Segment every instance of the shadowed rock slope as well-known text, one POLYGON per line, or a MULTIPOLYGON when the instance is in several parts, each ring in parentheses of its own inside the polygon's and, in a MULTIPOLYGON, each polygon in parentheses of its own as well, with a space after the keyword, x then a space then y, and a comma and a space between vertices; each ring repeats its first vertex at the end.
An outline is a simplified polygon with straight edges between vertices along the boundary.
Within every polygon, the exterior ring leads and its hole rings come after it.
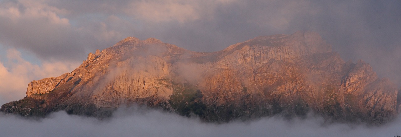
POLYGON ((398 114, 397 88, 366 63, 344 61, 313 32, 259 37, 213 53, 128 37, 89 53, 71 73, 31 82, 26 98, 0 110, 103 117, 139 104, 206 121, 311 112, 379 124, 398 114))

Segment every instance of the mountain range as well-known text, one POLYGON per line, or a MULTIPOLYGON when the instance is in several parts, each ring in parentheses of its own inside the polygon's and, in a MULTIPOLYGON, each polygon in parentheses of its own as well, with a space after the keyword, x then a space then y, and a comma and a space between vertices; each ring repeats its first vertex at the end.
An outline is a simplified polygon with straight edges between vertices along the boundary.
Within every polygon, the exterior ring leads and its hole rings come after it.
POLYGON ((361 60, 345 61, 318 33, 261 36, 214 52, 129 37, 71 73, 33 81, 0 111, 97 117, 144 105, 207 122, 263 117, 382 124, 400 112, 397 85, 361 60))

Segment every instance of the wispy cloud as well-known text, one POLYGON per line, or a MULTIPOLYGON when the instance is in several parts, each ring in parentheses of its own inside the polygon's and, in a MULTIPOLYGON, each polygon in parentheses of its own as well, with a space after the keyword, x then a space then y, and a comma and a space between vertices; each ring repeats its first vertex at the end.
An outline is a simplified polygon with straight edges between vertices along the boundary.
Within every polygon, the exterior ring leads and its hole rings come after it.
POLYGON ((311 116, 290 121, 273 117, 217 124, 133 107, 120 109, 105 121, 69 115, 64 111, 39 120, 0 115, 0 131, 4 137, 392 137, 400 134, 400 122, 399 119, 379 127, 340 123, 324 125, 321 118, 311 116))

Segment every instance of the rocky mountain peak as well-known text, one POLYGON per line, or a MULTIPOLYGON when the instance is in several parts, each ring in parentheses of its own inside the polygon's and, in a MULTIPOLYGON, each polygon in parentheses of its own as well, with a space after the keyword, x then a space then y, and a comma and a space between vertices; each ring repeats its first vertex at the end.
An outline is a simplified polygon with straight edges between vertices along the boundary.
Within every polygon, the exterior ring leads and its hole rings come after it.
POLYGON ((0 111, 101 117, 139 104, 206 121, 312 111, 328 121, 382 124, 397 114, 399 91, 369 64, 345 62, 308 31, 258 37, 209 53, 129 37, 90 53, 71 73, 32 81, 23 101, 0 111))
POLYGON ((159 39, 154 38, 149 38, 144 41, 145 43, 148 44, 161 44, 163 42, 159 39))
POLYGON ((126 38, 124 39, 121 41, 117 43, 116 44, 114 45, 113 47, 119 46, 121 45, 137 45, 139 43, 143 43, 142 41, 141 41, 139 39, 136 38, 135 37, 127 37, 126 38))

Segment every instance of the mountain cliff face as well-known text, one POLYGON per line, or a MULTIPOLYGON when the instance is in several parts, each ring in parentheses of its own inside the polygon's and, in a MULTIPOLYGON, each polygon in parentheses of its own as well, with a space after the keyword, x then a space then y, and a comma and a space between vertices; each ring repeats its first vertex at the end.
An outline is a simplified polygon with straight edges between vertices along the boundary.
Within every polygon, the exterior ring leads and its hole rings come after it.
POLYGON ((31 82, 25 98, 0 110, 104 117, 140 104, 206 121, 311 112, 327 120, 381 124, 398 113, 397 88, 361 60, 344 61, 309 31, 259 37, 212 53, 128 37, 89 53, 70 73, 31 82))

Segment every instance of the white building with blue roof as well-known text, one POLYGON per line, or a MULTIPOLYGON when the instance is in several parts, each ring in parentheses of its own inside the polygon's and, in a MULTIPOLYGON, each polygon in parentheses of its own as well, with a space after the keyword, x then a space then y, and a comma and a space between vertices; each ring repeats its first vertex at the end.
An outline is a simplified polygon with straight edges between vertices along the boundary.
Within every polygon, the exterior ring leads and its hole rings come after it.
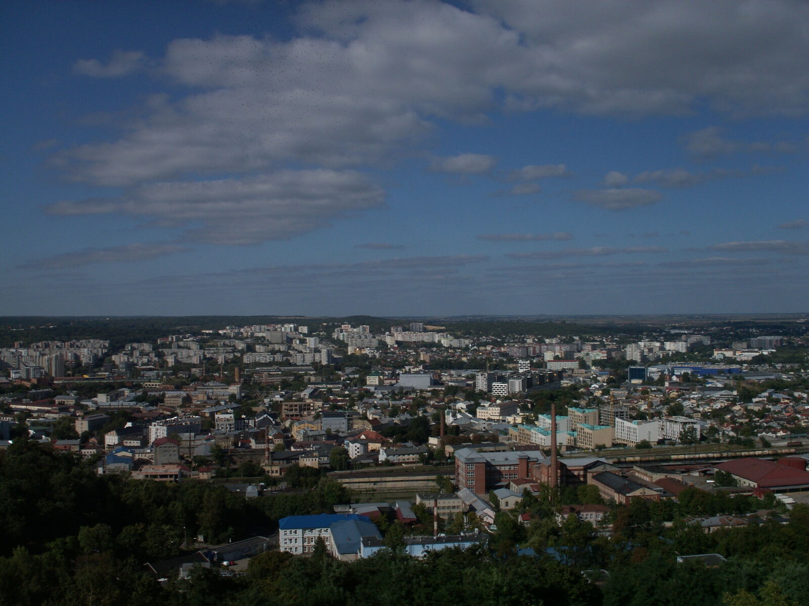
MULTIPOLYGON (((371 529, 364 525, 365 524, 371 524, 375 529, 376 528, 376 526, 368 521, 368 518, 353 513, 290 516, 278 520, 278 549, 295 555, 311 553, 315 549, 315 543, 318 538, 322 538, 329 552, 337 555, 340 549, 346 549, 351 542, 349 537, 353 536, 354 531, 348 526, 341 527, 337 530, 337 537, 339 537, 340 546, 337 548, 338 551, 336 552, 333 547, 335 537, 332 533, 332 527, 349 521, 363 523, 358 524, 356 528, 364 532, 371 532, 371 529)), ((379 531, 376 532, 378 534, 379 531)))

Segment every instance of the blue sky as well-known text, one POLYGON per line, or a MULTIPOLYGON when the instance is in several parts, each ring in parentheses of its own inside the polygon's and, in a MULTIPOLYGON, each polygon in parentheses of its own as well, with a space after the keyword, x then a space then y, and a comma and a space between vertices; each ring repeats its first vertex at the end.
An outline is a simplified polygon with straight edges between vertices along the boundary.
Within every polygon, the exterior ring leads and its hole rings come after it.
POLYGON ((805 2, 5 12, 0 314, 807 309, 805 2))

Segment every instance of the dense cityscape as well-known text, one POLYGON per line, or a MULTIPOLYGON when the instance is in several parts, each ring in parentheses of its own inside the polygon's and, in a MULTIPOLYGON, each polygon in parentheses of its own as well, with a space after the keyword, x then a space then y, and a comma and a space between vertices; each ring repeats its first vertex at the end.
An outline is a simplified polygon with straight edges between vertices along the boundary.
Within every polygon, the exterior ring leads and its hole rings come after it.
POLYGON ((809 604, 809 2, 2 24, 0 606, 809 604))
POLYGON ((667 604, 659 566, 710 578, 680 604, 806 597, 739 577, 752 543, 807 566, 803 317, 178 319, 4 319, 8 603, 364 603, 345 575, 421 562, 569 604, 667 604))

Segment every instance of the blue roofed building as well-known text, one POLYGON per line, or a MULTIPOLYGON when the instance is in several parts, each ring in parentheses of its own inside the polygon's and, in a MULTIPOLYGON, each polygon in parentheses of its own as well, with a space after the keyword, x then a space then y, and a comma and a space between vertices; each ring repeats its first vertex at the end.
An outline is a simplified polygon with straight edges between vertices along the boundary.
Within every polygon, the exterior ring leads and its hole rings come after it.
POLYGON ((354 520, 367 522, 364 516, 349 514, 320 514, 318 516, 290 516, 278 520, 278 549, 289 553, 301 555, 311 553, 318 538, 322 538, 326 547, 332 550, 332 524, 354 520))
POLYGON ((376 524, 364 516, 363 520, 346 520, 335 522, 328 528, 332 555, 340 560, 356 560, 360 557, 362 539, 382 541, 376 524))

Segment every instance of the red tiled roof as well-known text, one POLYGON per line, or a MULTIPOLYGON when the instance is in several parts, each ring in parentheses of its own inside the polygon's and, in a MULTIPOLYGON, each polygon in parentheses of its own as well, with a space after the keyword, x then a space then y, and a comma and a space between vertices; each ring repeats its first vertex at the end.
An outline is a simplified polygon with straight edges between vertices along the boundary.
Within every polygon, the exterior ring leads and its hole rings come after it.
POLYGON ((765 459, 755 457, 736 459, 719 463, 714 467, 743 478, 745 480, 755 482, 763 488, 809 485, 809 473, 765 459))
POLYGON ((159 438, 155 440, 155 444, 152 446, 160 446, 164 444, 173 444, 176 446, 180 446, 180 442, 176 440, 172 440, 172 438, 159 438))

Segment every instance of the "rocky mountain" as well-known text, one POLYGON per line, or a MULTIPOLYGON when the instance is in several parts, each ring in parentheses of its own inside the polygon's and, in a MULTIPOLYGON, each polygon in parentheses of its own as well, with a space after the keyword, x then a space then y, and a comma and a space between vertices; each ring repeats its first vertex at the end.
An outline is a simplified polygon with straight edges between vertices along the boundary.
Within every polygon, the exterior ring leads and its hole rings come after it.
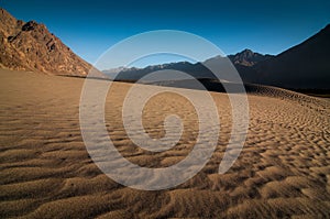
MULTIPOLYGON (((305 42, 276 55, 262 55, 244 50, 229 59, 240 73, 244 83, 273 85, 294 89, 329 89, 330 88, 330 24, 305 42)), ((221 65, 228 59, 212 57, 204 63, 172 63, 146 68, 129 68, 120 72, 119 78, 139 79, 144 75, 164 69, 182 70, 196 78, 213 78, 202 64, 221 65)), ((226 69, 224 69, 226 70, 226 69)))
POLYGON ((235 55, 229 55, 228 57, 234 65, 253 66, 274 56, 268 54, 262 55, 245 48, 244 51, 237 53, 235 55))
POLYGON ((222 66, 228 66, 229 61, 231 61, 239 72, 240 70, 244 72, 245 75, 243 78, 248 77, 246 79, 249 80, 251 74, 249 74, 248 72, 249 69, 251 69, 251 66, 257 64, 258 62, 266 61, 272 57, 273 57, 272 55, 262 55, 258 53, 254 53, 250 50, 244 50, 241 53, 238 53, 235 55, 229 55, 228 56, 229 59, 222 56, 216 56, 205 62, 195 63, 195 64, 191 64, 189 62, 178 62, 178 63, 168 63, 168 64, 161 64, 161 65, 151 65, 145 68, 119 67, 119 68, 103 70, 103 73, 109 75, 110 78, 113 78, 113 75, 118 74, 117 76, 118 80, 138 80, 152 72, 163 70, 164 74, 166 74, 166 70, 169 69, 185 72, 195 78, 215 78, 213 74, 208 68, 205 67, 205 64, 208 65, 217 64, 218 66, 220 66, 221 63, 223 63, 222 66))
POLYGON ((16 20, 0 9, 0 67, 55 75, 85 76, 91 65, 44 24, 16 20))
POLYGON ((329 89, 330 24, 305 42, 252 68, 252 83, 286 88, 329 89))

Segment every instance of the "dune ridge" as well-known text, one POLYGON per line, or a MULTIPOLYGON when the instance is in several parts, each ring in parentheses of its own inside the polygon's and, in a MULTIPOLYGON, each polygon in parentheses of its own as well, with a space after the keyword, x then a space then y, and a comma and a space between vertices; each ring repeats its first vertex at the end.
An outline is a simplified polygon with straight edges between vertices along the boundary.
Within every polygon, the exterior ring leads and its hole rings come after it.
MULTIPOLYGON (((243 151, 223 175, 231 107, 211 92, 221 121, 217 150, 204 169, 166 190, 143 191, 108 178, 90 160, 79 130, 81 78, 0 70, 1 218, 327 218, 330 215, 330 101, 266 86, 249 94, 243 151)), ((177 146, 151 153, 127 139, 121 107, 131 84, 114 83, 106 125, 129 161, 148 167, 183 160, 195 143, 189 101, 164 94, 150 101, 144 125, 164 134, 163 118, 182 116, 177 146)), ((147 86, 147 85, 138 85, 147 86)), ((202 92, 191 90, 191 92, 202 92)))

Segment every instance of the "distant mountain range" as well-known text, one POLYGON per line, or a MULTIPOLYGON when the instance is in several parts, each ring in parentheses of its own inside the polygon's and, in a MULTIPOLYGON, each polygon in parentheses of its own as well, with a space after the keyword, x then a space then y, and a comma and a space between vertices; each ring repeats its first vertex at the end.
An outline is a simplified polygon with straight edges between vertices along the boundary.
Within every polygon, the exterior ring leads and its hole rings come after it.
POLYGON ((0 67, 54 75, 86 76, 91 65, 44 24, 16 20, 0 9, 0 67))
MULTIPOLYGON (((276 56, 262 55, 244 50, 228 58, 235 66, 244 83, 273 85, 294 89, 330 88, 330 25, 316 35, 276 56)), ((215 78, 204 64, 224 62, 217 56, 202 63, 188 62, 147 66, 145 68, 122 68, 119 72, 105 70, 106 74, 119 73, 119 80, 136 80, 155 70, 175 69, 188 73, 196 78, 215 78)), ((166 73, 164 73, 166 74, 166 73)))
MULTIPOLYGON (((91 65, 70 51, 44 24, 23 22, 0 9, 0 67, 33 70, 53 75, 85 77, 91 65)), ((284 88, 329 89, 330 85, 330 25, 316 35, 276 56, 262 55, 250 50, 229 55, 244 83, 273 85, 284 88)), ((201 63, 169 63, 145 68, 103 70, 110 78, 136 80, 155 70, 175 69, 195 78, 213 79, 205 64, 228 64, 228 58, 213 57, 201 63)))

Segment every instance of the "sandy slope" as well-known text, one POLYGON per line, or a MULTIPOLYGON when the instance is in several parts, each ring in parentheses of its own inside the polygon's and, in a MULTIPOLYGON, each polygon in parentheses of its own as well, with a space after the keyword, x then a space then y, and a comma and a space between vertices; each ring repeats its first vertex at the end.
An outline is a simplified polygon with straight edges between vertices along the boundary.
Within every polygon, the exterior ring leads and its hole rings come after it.
MULTIPOLYGON (((211 161, 173 189, 142 191, 117 184, 91 162, 78 110, 84 80, 0 70, 0 217, 23 218, 265 218, 330 216, 330 101, 260 87, 249 95, 250 129, 230 171, 217 174, 231 128, 228 98, 212 94, 221 133, 211 161)), ((142 166, 169 166, 197 135, 196 112, 163 94, 145 107, 150 135, 164 134, 168 112, 184 118, 174 149, 150 153, 127 139, 121 106, 131 85, 107 99, 107 128, 118 150, 142 166)), ((200 92, 200 91, 199 91, 200 92)))

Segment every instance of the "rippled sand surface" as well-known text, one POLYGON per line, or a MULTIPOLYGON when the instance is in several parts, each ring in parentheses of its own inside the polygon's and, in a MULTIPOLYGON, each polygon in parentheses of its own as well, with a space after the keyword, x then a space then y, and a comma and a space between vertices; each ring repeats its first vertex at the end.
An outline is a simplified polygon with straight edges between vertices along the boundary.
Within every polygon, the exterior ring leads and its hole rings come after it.
MULTIPOLYGON (((0 70, 1 218, 330 216, 329 100, 270 87, 249 94, 246 142, 234 165, 220 175, 231 107, 226 94, 212 92, 221 129, 211 160, 179 186, 143 191, 110 179, 88 155, 79 127, 82 84, 79 78, 0 70)), ((185 158, 198 135, 191 103, 172 92, 147 102, 143 125, 152 138, 164 136, 163 121, 170 113, 185 128, 175 147, 152 153, 134 145, 123 128, 122 101, 130 87, 116 83, 106 103, 107 129, 118 151, 154 168, 185 158)))

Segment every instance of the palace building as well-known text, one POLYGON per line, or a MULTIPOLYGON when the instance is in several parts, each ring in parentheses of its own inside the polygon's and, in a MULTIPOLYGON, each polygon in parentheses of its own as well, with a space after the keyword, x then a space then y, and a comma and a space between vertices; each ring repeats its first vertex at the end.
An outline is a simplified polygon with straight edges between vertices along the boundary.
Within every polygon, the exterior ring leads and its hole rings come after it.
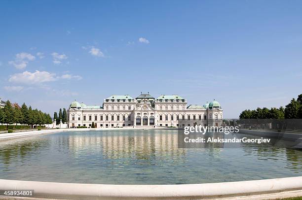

Task details >> Output the lines starting at the one containing "Segment every instance of the red" and ending at the one containing "POLYGON ((765 459, 755", both included, as a numbered list with blank lines omitted.

Result of the exercise >>
1. Segment every instance of the red tiled roof as well-known text, one POLYGON per line, or a MULTIPOLYGON when the instance is in several parts, each ring in parentheses of its own inside the polygon's and, in a MULTIPOLYGON, each polygon in parentheses of its own as well, with a space after the keyword, x then a space then y, and a comma and a space between vertices; each ring repeats its first vertex at the end.
2. An outline is a simplified polygon with straight edges between vertices along the boundary.
3. Within every polygon, the exterior ring leads and its hole rings come after it.
4. POLYGON ((765 459, 755 457, 736 459, 719 463, 714 467, 743 478, 745 480, 755 482, 763 488, 809 485, 809 473, 765 459))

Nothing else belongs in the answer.